+++ RECORD SET +++

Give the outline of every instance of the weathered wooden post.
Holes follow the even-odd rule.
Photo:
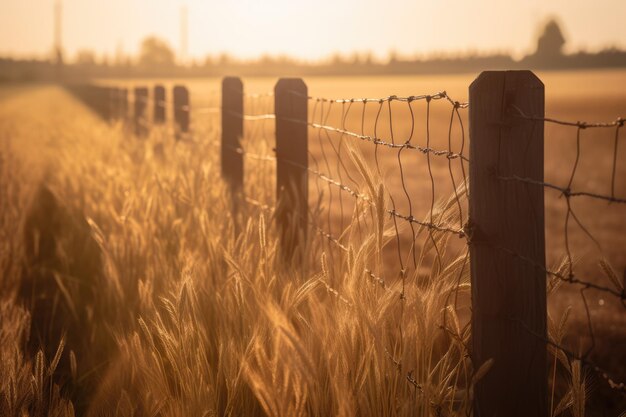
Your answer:
[[[544,87],[530,71],[487,71],[470,86],[474,415],[547,417]],[[506,180],[505,178],[508,178]],[[503,249],[504,248],[504,249]],[[516,254],[516,255],[513,255]]]
[[[115,87],[107,87],[106,92],[106,120],[112,121],[115,119],[115,95],[117,91]]]
[[[174,122],[176,139],[189,132],[189,90],[182,85],[174,87]]]
[[[243,83],[237,77],[222,80],[222,176],[232,194],[243,191]]]
[[[109,87],[107,94],[108,120],[113,121],[117,117],[117,88]]]
[[[105,88],[101,86],[96,86],[96,109],[100,117],[105,118],[104,108],[106,105],[106,97],[105,97]]]
[[[145,136],[148,133],[146,120],[146,108],[148,107],[148,89],[146,87],[135,88],[135,134]]]
[[[107,120],[109,117],[109,88],[108,87],[98,87],[98,99],[100,106],[100,116]]]
[[[128,120],[128,88],[120,88],[120,117],[124,122]]]
[[[308,228],[307,86],[281,78],[274,88],[276,113],[276,222],[286,262],[304,261]]]
[[[111,88],[111,119],[117,120],[120,118],[120,89],[117,87]]]
[[[154,123],[165,123],[165,87],[162,85],[154,87]]]

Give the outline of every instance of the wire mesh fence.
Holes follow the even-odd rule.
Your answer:
[[[342,280],[347,273],[360,276],[363,285],[373,285],[382,293],[395,297],[403,314],[409,294],[416,296],[422,283],[453,271],[457,286],[449,294],[450,305],[455,311],[464,310],[466,326],[455,329],[449,325],[448,309],[445,309],[442,312],[442,329],[451,337],[462,339],[462,333],[467,332],[472,323],[470,303],[476,302],[479,298],[477,292],[481,291],[476,277],[477,271],[480,271],[476,267],[479,257],[470,256],[470,252],[475,250],[473,248],[477,247],[489,248],[500,265],[525,265],[525,270],[533,271],[531,275],[541,277],[544,295],[545,291],[550,293],[558,286],[571,287],[567,302],[575,310],[572,316],[584,324],[585,336],[564,336],[561,329],[565,320],[563,317],[569,314],[569,310],[562,308],[562,303],[559,304],[561,307],[552,309],[550,317],[544,317],[543,327],[529,325],[526,317],[514,313],[507,313],[500,319],[508,323],[508,327],[521,329],[522,333],[536,339],[540,348],[550,352],[554,363],[540,363],[540,367],[545,368],[539,370],[540,375],[545,377],[548,367],[550,372],[556,372],[557,360],[566,368],[571,367],[573,361],[579,361],[615,391],[626,392],[621,382],[626,379],[623,362],[618,360],[605,365],[603,360],[606,361],[606,356],[595,354],[601,344],[597,335],[598,321],[604,322],[600,327],[605,329],[617,323],[614,331],[618,333],[624,333],[626,326],[626,269],[622,275],[618,268],[626,265],[623,256],[626,166],[622,163],[626,147],[621,146],[620,137],[623,118],[610,122],[588,122],[546,117],[543,114],[543,96],[541,111],[533,113],[539,107],[523,100],[520,104],[513,93],[506,91],[494,110],[497,117],[487,120],[488,129],[495,129],[493,132],[496,133],[493,149],[485,150],[486,153],[493,153],[495,163],[489,165],[483,164],[485,157],[482,154],[476,157],[476,152],[482,152],[482,149],[474,149],[470,154],[470,141],[476,143],[478,136],[488,136],[487,128],[485,132],[477,130],[475,121],[481,117],[486,119],[489,110],[484,110],[482,104],[474,103],[471,97],[470,103],[456,101],[445,91],[380,98],[328,98],[313,97],[297,89],[248,94],[241,84],[241,89],[225,88],[221,103],[213,100],[197,107],[190,105],[188,100],[168,102],[160,93],[158,98],[154,98],[157,93],[149,96],[143,90],[134,95],[131,103],[124,89],[81,86],[75,91],[107,118],[129,117],[129,109],[134,108],[132,119],[142,129],[154,126],[155,119],[161,123],[161,116],[167,120],[172,117],[173,129],[180,133],[180,130],[185,130],[181,129],[184,122],[180,120],[187,117],[187,124],[191,127],[183,133],[193,136],[195,117],[221,114],[222,162],[228,170],[232,170],[232,161],[241,161],[241,168],[236,168],[241,170],[237,174],[241,176],[241,191],[234,194],[238,194],[238,198],[252,210],[277,216],[281,199],[288,199],[285,198],[285,187],[280,186],[280,179],[279,186],[276,185],[277,178],[285,172],[281,174],[280,168],[277,169],[279,164],[290,167],[287,172],[291,176],[294,173],[304,175],[306,207],[303,211],[288,207],[292,217],[298,218],[286,221],[289,227],[306,225],[310,238],[300,242],[301,249],[316,259],[307,258],[302,264],[318,269],[320,281],[328,293],[348,308],[353,308],[358,300],[351,299],[342,291]],[[219,94],[215,96],[219,100]],[[240,110],[232,110],[227,104],[231,96],[241,100]],[[136,102],[143,105],[135,105]],[[473,107],[475,105],[476,108]],[[289,109],[297,106],[304,106],[306,116],[284,116],[291,114]],[[150,107],[153,108],[153,116],[146,110]],[[279,111],[279,108],[282,110]],[[218,119],[214,123],[219,123]],[[279,127],[281,123],[282,128]],[[470,123],[474,123],[473,130]],[[235,126],[236,135],[225,140],[224,132],[233,128],[231,125]],[[296,126],[303,126],[306,132],[307,157],[304,160],[292,158],[292,150],[284,145],[292,139],[294,129],[298,129]],[[564,142],[569,158],[563,157],[558,169],[561,175],[555,181],[543,177],[544,128],[547,132],[546,148],[550,146],[555,129],[569,132],[565,133],[569,139]],[[281,129],[283,133],[279,132]],[[605,132],[603,137],[593,136],[599,131]],[[607,132],[610,137],[607,137]],[[285,136],[283,142],[281,134]],[[514,136],[523,142],[520,145],[522,151],[507,155],[505,148],[510,146],[507,138]],[[531,144],[531,138],[541,140],[539,162],[538,154],[532,154],[530,150],[535,146]],[[602,141],[603,145],[591,143],[591,151],[586,153],[586,139]],[[566,151],[563,152],[565,155]],[[606,166],[598,162],[600,154],[603,155],[602,163],[610,161]],[[583,161],[587,156],[591,162],[585,165]],[[225,162],[224,158],[228,161]],[[569,166],[566,160],[571,162]],[[525,167],[537,163],[541,167],[541,175],[526,175],[530,171]],[[519,207],[514,207],[519,202],[513,199],[499,202],[506,210],[498,217],[504,225],[515,223],[514,229],[540,225],[542,236],[536,236],[536,241],[522,242],[520,246],[517,243],[507,244],[516,242],[515,235],[502,237],[499,232],[485,233],[488,228],[474,221],[480,217],[476,216],[476,210],[483,202],[472,201],[473,191],[469,184],[472,164],[472,172],[479,172],[478,177],[488,178],[494,195],[501,192],[506,195],[511,187],[517,187],[516,192],[530,200],[533,196],[541,196],[540,201],[532,201],[539,204],[539,214],[524,212],[518,218],[507,218],[511,213],[519,215]],[[591,171],[593,180],[589,179]],[[600,175],[599,171],[603,174]],[[566,174],[562,174],[564,172]],[[583,177],[585,174],[587,178]],[[263,184],[262,190],[258,185],[248,186],[246,175],[259,179]],[[303,187],[293,178],[285,181],[283,184]],[[476,178],[476,181],[481,180]],[[475,186],[472,183],[472,188]],[[275,193],[268,192],[274,189]],[[547,251],[543,240],[544,195],[549,202],[545,206],[548,223],[561,224],[560,228],[554,229],[558,233],[550,226],[547,233],[550,247]],[[553,209],[558,204],[563,207]],[[607,222],[598,221],[602,213],[607,213]],[[540,221],[533,216],[541,217]],[[276,217],[277,221],[280,221],[279,217]],[[594,228],[587,225],[586,218],[591,219]],[[607,233],[607,228],[612,228],[611,233]],[[598,230],[601,238],[597,236]],[[603,239],[608,244],[602,242]],[[290,241],[290,245],[294,242]],[[621,242],[621,246],[616,242]],[[530,256],[524,249],[528,246],[532,247]],[[560,248],[563,249],[563,256],[559,258],[555,254]],[[540,252],[538,257],[535,256],[537,251]],[[546,253],[548,258],[552,258],[548,259],[548,263],[556,266],[546,266]],[[363,268],[358,272],[350,270],[355,257],[365,258]],[[509,261],[511,259],[514,263]],[[495,275],[498,275],[498,268],[495,269]],[[470,276],[472,300],[459,295],[458,291],[469,283]],[[506,278],[498,277],[499,280]],[[496,288],[495,291],[507,290]],[[577,294],[577,299],[571,297],[573,293]],[[593,295],[590,296],[590,293]],[[534,302],[532,294],[514,296],[529,304]],[[606,308],[599,311],[592,308],[592,304],[606,305]],[[478,310],[477,305],[472,307],[474,311]],[[545,316],[545,300],[542,308]],[[561,318],[553,319],[552,316],[556,315]],[[403,356],[407,341],[403,338],[402,322],[400,320],[396,329],[397,343],[390,346],[386,354],[407,383],[418,390],[420,382],[416,376],[416,364],[405,363]],[[468,354],[476,355],[476,343],[474,340],[473,347],[467,347]],[[474,364],[476,369],[480,365]],[[520,364],[515,366],[519,368]],[[545,386],[540,390],[545,391]],[[547,393],[540,395],[546,396]],[[539,407],[545,408],[545,404]]]
[[[621,382],[624,378],[623,367],[621,367],[621,369],[617,367],[617,369],[610,371],[598,366],[592,360],[594,348],[597,345],[595,329],[599,327],[599,325],[594,322],[595,317],[591,308],[592,300],[599,306],[611,304],[616,307],[616,309],[613,310],[617,316],[616,321],[619,322],[623,320],[620,319],[620,314],[624,312],[621,308],[626,307],[626,291],[624,290],[626,284],[626,269],[623,271],[623,276],[620,277],[616,268],[612,265],[611,256],[605,249],[606,243],[603,244],[601,239],[597,238],[592,229],[587,225],[587,221],[593,221],[593,217],[598,216],[600,211],[606,212],[607,209],[614,213],[619,212],[617,216],[621,216],[622,219],[624,218],[624,214],[626,214],[626,207],[624,206],[626,199],[623,197],[626,195],[626,182],[620,181],[620,178],[618,178],[618,174],[619,177],[624,178],[624,174],[626,173],[626,169],[624,169],[623,165],[620,166],[619,164],[626,154],[623,151],[620,154],[619,147],[620,132],[624,126],[624,120],[619,117],[615,121],[610,122],[570,121],[528,115],[519,108],[513,108],[513,112],[515,117],[533,122],[535,125],[545,124],[566,129],[563,134],[567,135],[569,146],[573,148],[574,153],[571,164],[564,164],[562,167],[562,171],[566,173],[566,176],[563,178],[561,184],[496,173],[496,177],[499,181],[538,186],[543,188],[546,193],[552,192],[563,206],[561,211],[564,213],[561,213],[561,216],[559,216],[563,233],[562,236],[559,236],[559,239],[562,240],[565,252],[564,259],[558,265],[558,268],[546,268],[544,272],[553,281],[551,285],[569,284],[576,289],[580,297],[577,306],[581,310],[579,314],[584,316],[584,321],[586,322],[585,332],[587,334],[583,337],[579,337],[571,346],[555,338],[547,339],[536,334],[533,334],[533,336],[541,337],[551,349],[555,350],[555,356],[560,352],[565,354],[570,360],[581,361],[595,371],[597,376],[604,379],[611,388],[626,392],[626,386],[624,382]],[[598,129],[611,130],[611,137],[601,138],[597,135],[593,135]],[[581,161],[587,156],[582,148],[583,136],[586,134],[589,135],[590,140],[596,142],[592,144],[592,146],[594,148],[601,147],[605,154],[609,156],[608,161],[610,161],[606,166],[594,164],[596,176],[603,177],[605,180],[597,181],[597,183],[594,184],[595,189],[593,190],[582,188],[584,185],[581,184],[588,184],[589,181],[585,178],[579,178],[581,174],[589,173],[588,170],[587,172],[581,172],[584,170],[584,168],[581,168]],[[601,145],[598,143],[600,141],[604,142],[604,146],[599,146]],[[592,156],[592,161],[595,160],[595,162],[597,162],[596,156],[590,156]],[[601,172],[604,175],[598,175]],[[579,200],[577,202],[578,204],[573,200]],[[596,211],[591,216],[587,215],[586,218],[582,217],[580,214],[577,214],[577,207],[585,208],[585,206],[593,206],[599,211]],[[584,214],[590,213],[587,212]],[[619,228],[619,220],[614,226]],[[596,226],[595,228],[597,229],[598,227]],[[582,245],[573,244],[573,238],[578,241],[584,240],[586,243]],[[589,250],[589,248],[591,248],[591,250]],[[497,247],[497,249],[508,256],[520,257],[518,253],[509,248]],[[587,254],[582,252],[587,252]],[[591,254],[589,254],[589,252],[591,252]],[[586,259],[584,259],[585,257]],[[531,262],[524,258],[522,258],[522,260]],[[591,296],[591,299],[589,295],[590,292],[595,292],[595,294]],[[618,304],[619,306],[617,306]],[[600,312],[596,311],[596,313]],[[607,317],[600,317],[600,319],[603,318],[605,320],[607,319]]]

+++

EXERCISE BRIEF
If a line in the data holds the string "instance", copy that line.

SOLUTION TO THE PROBLEM
Give the outline of every instance of the weathered wooden post.
Give the outline of every instance of the wire mesh fence.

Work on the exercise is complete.